▶ _Sfida A_: Nella discussione, dove si trova il tasto Tab sulla tastiera?
▶ _Sfida B_: Trascrivi la parte della discussione che comincia dalle parole "In una shell" e si ferma dopo "il comando ifconfig?".

▶ _Brano da leggere_:
Il problema è nel comando che lanci ... se il nome di un file contiene dei caratteri "strani", in questo caso gli spazi, bisogna far capire al sistema che fanno parte del nome del file altrimenti lui si aspetta che quelli separati da spazi siano argomenti diversi.

La cosa più semplice è scrivere 'Gentoo Linux Release Engineering livecd-amd64-installer-2008.0_beta2' (tra apici), e se usi il TAB per l'autocompletamento diminuisci ancora le possibilità di errore  :Wink: 

----------

## Gianluca1987

niente da fare, mi dà sempre lo stesso errore:'(

----------

## Kernel78

 *Gianluca1987 wrote:*   

> niente da fare, mi dà sempre lo stesso errore:'(

 

mi viene il dubbio che quel file non esista ... se usi il TAB per l'autocompletamento te lo trova ?

----------

## Gianluca1987

Non conosco il Tab.....

ma scusa pu; essere che si blocca tutto perch[ non ho scaricato le chiavi???

----------

## canduc17

Il Tab è quel tasto sopra il Caps Lock: http://it.wikipedia.org/wiki/Immagine:Qwerty_it.svg

In una shell unix serve per l'autocompletamento, cioè per completare comandi/file/directory scritti solo parzialmente.

Esempio: vuoi dare il comando ifconfig?

Digiti "ifco" e poi premi Tab: magicamente il comando si completa...oppure se ci sono più possibilità che cominciano per "ifco", la shell te le mostra tutte, in modo che tu possa scegliere...

----------

## Kernel78

 *Gianluca1987 wrote:*   

> Non conosco il Tab.....
> 
> ma scusa pu; essere che si blocca tutto perch[ non ho scaricato le chiavi???

 

no, ti dovrebbe dare un altro errore ...

----------

## Gianluca1987

E' strano perchè si blocca il pc, nel senso che non si muove il cursore del mouse e il cd non carica....

adesso provo a scaricare l'installer del dvd e vedo 1 pò cosa riesco a fare....

l'unico problema e ke adesso ho solamente l'HD di win funzionante.... quindi dovrò fare tutto da qui...

----------

## k01

quel passaggio io non l'ho mai fatto e vivo benissimo, ergo puoi tranquillamente saltarlo se ti crea tutti questi problemi

----------

## Gianluca1987

Scusami ma allora perchè si blocca il pc?

sbaglio il mirror? ho provato anke a scaricare la versione a 32 bit, ma nulla, il pc si blocca ugualmente.....

----------

## Kernel78

 *Gianluca1987 wrote:*   

> Scusami ma allora perchè si blocca il pc?
> 
> sbaglio il mirror? ho provato anke a scaricare la versione a 32 bit, ma nulla, il pc si blocca ugualmente.....

 

scusa ma non riesco a capire ... quando si blocca ? dopo che ti da quell'errore e ritorna al prompt ?

----------

## Gianluca1987

no si blocca, il cd quando scarica i file di installazione, oppre mentre mi partiziona il disco.....

ho provato a masterizzare vari cd e ho avuto sempre gli stessi risultati....

▶ _Dati forniti_:

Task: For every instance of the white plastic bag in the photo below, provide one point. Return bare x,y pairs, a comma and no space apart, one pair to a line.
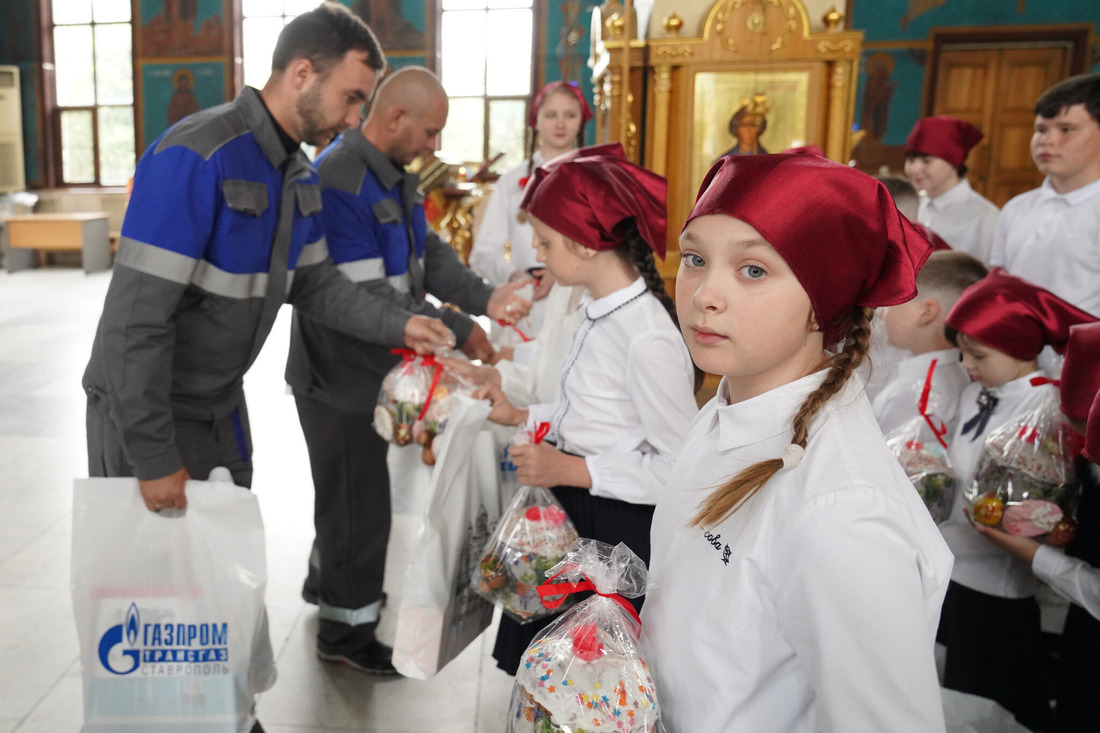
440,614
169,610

▶ _Risposta completa A_: Sopra il tasto Caps Lock.

▶ _Risposta completa B_:
In una shell unix serve per l'autocompletamento, cioè per completare comandi/file/directory scritti solo parzialmente.

Esempio: vuoi dare il comando ifconfig?